DATA SHOWN section start
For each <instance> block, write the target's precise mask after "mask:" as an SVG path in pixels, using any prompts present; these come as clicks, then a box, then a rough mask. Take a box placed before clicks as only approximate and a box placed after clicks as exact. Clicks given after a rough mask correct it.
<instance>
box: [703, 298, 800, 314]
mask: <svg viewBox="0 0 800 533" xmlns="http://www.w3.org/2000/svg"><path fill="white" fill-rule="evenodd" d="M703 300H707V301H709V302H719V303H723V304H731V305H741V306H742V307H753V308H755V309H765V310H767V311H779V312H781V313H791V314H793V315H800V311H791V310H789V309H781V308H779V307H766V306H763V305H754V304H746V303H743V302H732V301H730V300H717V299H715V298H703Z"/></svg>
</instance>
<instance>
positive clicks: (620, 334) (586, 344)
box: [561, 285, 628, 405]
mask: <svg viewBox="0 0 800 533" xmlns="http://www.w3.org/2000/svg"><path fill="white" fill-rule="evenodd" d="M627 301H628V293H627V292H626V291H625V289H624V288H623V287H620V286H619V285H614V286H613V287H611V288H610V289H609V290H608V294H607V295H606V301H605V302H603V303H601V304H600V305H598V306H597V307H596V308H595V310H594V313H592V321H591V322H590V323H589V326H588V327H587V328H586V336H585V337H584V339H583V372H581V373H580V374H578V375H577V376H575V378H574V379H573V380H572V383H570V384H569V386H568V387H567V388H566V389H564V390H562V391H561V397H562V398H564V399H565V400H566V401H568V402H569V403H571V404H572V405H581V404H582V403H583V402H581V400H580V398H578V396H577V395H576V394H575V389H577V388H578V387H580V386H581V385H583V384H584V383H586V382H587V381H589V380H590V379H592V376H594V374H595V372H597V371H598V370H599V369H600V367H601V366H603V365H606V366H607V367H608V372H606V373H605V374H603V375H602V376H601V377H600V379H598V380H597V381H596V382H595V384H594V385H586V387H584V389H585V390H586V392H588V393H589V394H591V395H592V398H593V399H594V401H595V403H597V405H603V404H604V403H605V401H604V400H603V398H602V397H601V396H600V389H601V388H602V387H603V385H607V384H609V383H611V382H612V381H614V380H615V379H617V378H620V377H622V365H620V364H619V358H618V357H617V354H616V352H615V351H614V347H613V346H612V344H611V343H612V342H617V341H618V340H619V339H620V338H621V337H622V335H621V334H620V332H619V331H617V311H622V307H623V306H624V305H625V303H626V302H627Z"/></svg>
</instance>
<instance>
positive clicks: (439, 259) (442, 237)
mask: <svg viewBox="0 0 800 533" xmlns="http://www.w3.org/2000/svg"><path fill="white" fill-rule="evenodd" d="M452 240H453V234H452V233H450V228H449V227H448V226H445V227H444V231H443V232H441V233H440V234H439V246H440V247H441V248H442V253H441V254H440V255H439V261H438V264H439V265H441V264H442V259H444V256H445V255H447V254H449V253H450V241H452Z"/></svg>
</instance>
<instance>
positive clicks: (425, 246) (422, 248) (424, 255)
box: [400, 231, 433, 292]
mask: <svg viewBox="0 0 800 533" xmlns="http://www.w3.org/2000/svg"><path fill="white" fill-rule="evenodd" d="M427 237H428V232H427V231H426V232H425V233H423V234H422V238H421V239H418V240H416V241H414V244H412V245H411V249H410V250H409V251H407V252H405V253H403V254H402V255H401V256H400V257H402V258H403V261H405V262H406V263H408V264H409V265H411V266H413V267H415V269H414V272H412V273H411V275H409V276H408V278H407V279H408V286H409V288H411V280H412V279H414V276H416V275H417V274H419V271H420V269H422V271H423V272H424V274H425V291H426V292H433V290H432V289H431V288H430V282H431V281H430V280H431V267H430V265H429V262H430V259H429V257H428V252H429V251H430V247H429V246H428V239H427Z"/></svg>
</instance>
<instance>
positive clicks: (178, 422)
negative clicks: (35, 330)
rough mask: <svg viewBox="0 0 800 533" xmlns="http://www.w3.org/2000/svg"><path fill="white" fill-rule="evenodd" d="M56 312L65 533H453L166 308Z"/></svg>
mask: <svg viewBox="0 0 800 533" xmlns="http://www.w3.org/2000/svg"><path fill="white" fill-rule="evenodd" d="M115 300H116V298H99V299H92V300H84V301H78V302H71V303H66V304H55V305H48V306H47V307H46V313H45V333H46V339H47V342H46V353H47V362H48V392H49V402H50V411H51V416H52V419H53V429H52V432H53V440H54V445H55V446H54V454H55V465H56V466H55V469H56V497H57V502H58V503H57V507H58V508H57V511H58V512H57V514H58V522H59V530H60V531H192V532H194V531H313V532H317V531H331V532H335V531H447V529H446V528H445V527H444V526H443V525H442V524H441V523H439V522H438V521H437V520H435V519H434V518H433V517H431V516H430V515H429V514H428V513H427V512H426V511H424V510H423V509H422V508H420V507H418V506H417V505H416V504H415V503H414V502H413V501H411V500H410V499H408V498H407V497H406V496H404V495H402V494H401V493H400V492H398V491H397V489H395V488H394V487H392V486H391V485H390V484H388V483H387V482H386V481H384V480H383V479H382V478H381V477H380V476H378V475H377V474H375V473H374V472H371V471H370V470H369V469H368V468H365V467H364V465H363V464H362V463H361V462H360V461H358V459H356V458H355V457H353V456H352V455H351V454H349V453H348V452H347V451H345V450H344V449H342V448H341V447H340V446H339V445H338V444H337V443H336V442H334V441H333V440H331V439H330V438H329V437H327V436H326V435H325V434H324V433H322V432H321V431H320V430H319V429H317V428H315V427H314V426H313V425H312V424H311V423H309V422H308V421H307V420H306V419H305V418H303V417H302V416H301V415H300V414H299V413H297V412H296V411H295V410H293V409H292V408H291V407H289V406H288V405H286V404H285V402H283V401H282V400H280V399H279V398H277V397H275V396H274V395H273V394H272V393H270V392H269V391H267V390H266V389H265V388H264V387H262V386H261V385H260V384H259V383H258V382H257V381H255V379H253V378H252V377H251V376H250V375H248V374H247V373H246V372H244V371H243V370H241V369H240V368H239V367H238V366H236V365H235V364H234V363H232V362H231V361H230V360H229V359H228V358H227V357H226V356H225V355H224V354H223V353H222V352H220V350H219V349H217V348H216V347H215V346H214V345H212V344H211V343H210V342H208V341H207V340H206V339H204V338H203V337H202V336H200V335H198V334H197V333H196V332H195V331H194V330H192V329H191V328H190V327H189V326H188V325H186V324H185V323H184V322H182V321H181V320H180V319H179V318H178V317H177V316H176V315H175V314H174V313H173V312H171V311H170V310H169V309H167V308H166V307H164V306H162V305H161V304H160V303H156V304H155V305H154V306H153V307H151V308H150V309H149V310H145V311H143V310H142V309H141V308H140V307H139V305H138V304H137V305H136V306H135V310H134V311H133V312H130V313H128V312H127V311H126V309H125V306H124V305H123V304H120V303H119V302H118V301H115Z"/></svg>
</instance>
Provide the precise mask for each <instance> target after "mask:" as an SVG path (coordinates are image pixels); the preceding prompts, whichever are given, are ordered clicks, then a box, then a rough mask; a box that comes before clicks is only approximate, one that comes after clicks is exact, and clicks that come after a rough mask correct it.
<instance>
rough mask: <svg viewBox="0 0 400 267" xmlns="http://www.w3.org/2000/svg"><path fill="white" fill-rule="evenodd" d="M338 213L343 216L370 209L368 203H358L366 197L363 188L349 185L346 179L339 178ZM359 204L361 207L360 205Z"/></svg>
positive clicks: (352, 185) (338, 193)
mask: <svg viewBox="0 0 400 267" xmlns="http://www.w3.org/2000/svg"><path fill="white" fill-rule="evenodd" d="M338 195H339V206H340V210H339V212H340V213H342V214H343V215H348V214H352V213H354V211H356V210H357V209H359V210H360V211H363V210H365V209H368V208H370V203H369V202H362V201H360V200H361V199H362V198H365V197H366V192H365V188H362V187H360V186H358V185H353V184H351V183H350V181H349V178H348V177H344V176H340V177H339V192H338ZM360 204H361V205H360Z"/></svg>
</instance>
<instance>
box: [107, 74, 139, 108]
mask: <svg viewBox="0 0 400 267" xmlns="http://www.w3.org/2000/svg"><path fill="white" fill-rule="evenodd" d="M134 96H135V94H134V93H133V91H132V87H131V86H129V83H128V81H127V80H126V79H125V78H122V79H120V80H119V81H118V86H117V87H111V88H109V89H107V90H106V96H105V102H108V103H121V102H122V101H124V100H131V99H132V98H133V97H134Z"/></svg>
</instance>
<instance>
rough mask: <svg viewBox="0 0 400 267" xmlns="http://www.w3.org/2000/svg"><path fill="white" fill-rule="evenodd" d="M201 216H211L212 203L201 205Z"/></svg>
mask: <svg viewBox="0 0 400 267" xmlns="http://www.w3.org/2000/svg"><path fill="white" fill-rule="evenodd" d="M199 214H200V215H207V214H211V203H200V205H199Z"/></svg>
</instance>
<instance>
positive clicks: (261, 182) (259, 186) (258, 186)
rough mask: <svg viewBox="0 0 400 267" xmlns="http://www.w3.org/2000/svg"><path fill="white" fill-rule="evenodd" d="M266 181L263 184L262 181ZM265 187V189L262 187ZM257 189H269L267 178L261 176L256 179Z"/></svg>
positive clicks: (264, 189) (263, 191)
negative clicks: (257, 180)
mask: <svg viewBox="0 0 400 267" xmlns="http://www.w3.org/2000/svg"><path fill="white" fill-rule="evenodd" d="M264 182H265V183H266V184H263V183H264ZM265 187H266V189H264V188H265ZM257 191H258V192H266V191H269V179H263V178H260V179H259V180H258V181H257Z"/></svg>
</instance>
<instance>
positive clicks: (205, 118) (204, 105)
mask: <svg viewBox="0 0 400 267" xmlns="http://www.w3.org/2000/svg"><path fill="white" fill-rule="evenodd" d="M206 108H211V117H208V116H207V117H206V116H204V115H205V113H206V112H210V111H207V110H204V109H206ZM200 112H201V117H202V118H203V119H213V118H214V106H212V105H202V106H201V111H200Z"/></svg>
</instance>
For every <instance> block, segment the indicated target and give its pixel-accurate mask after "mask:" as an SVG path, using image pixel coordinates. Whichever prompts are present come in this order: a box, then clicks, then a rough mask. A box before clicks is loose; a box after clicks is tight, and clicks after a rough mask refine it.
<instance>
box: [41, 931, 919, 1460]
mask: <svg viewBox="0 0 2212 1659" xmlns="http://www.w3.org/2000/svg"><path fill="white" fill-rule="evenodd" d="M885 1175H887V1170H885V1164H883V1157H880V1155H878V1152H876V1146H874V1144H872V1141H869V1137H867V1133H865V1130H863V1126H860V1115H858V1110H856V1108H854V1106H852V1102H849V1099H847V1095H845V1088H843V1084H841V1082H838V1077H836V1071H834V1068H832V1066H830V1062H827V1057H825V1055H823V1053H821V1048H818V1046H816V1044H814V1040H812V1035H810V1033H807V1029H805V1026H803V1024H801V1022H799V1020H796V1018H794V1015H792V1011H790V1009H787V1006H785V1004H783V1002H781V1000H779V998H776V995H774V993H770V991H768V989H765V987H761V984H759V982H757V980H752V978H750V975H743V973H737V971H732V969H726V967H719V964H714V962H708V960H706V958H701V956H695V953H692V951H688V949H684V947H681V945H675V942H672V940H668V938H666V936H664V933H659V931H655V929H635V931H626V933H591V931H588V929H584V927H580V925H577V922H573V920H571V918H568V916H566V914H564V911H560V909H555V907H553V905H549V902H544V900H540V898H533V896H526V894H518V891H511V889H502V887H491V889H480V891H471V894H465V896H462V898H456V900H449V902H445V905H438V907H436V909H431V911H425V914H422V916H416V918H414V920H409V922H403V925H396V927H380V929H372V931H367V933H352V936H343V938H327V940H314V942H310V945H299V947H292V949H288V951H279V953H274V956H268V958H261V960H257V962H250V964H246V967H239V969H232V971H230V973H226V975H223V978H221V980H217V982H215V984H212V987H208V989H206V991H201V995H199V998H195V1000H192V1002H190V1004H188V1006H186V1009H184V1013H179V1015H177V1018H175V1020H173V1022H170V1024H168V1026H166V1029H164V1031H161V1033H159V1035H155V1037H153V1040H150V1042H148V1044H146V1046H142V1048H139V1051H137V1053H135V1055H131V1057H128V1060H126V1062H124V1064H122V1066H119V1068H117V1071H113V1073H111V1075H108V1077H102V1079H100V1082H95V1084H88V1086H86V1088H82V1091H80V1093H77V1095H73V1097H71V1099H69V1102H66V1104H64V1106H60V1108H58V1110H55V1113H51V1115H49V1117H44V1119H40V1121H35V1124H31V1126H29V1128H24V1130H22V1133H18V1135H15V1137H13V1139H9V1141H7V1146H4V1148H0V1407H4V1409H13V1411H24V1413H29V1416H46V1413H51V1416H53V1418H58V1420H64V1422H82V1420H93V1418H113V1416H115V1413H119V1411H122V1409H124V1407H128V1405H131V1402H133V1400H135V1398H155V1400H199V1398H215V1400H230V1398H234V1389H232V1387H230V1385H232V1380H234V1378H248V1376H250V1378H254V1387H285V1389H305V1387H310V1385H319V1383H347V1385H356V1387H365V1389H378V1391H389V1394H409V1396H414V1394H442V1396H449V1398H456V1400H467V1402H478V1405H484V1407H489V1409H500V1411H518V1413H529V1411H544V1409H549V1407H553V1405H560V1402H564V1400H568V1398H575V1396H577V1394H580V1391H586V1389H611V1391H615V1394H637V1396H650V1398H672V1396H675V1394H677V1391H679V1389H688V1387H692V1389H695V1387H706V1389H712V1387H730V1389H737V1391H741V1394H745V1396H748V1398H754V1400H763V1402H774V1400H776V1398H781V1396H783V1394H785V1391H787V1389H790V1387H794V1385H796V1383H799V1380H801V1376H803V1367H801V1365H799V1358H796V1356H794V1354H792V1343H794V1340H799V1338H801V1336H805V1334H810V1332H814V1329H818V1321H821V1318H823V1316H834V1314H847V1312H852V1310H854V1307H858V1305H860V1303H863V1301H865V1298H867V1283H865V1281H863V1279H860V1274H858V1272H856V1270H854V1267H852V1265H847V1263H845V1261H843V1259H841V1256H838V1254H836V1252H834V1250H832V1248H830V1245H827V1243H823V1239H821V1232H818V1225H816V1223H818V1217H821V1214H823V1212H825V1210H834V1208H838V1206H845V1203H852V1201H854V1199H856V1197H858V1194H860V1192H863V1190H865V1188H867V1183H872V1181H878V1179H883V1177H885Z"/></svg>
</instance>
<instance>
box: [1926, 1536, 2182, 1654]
DATA SHOWN section end
◆ WORK ITEM: Everything from the first line of the records through the line containing "positive clicks: (620, 334) (586, 344)" is to be set down exactly, while later lines are left out.

◆ TASK RESULT:
For each <instance> block, write the target's precise mask after "mask:" as an SVG path in pixels, using any prompts present; these come as clicks, then a box, then a rough mask. Take a box placed before clicks as only approximate and a box placed after clicks as exact. Clicks given after a rough mask correct it.
<instance>
box: [703, 298, 800, 314]
mask: <svg viewBox="0 0 800 533" xmlns="http://www.w3.org/2000/svg"><path fill="white" fill-rule="evenodd" d="M703 300H707V301H709V302H719V303H723V304H731V305H741V306H742V307H753V308H755V309H765V310H767V311H779V312H781V313H791V314H793V315H800V311H791V310H789V309H781V308H779V307H766V306H763V305H754V304H746V303H743V302H732V301H730V300H717V299H715V298H703Z"/></svg>
</instance>
<instance>
positive clicks: (620, 334) (586, 344)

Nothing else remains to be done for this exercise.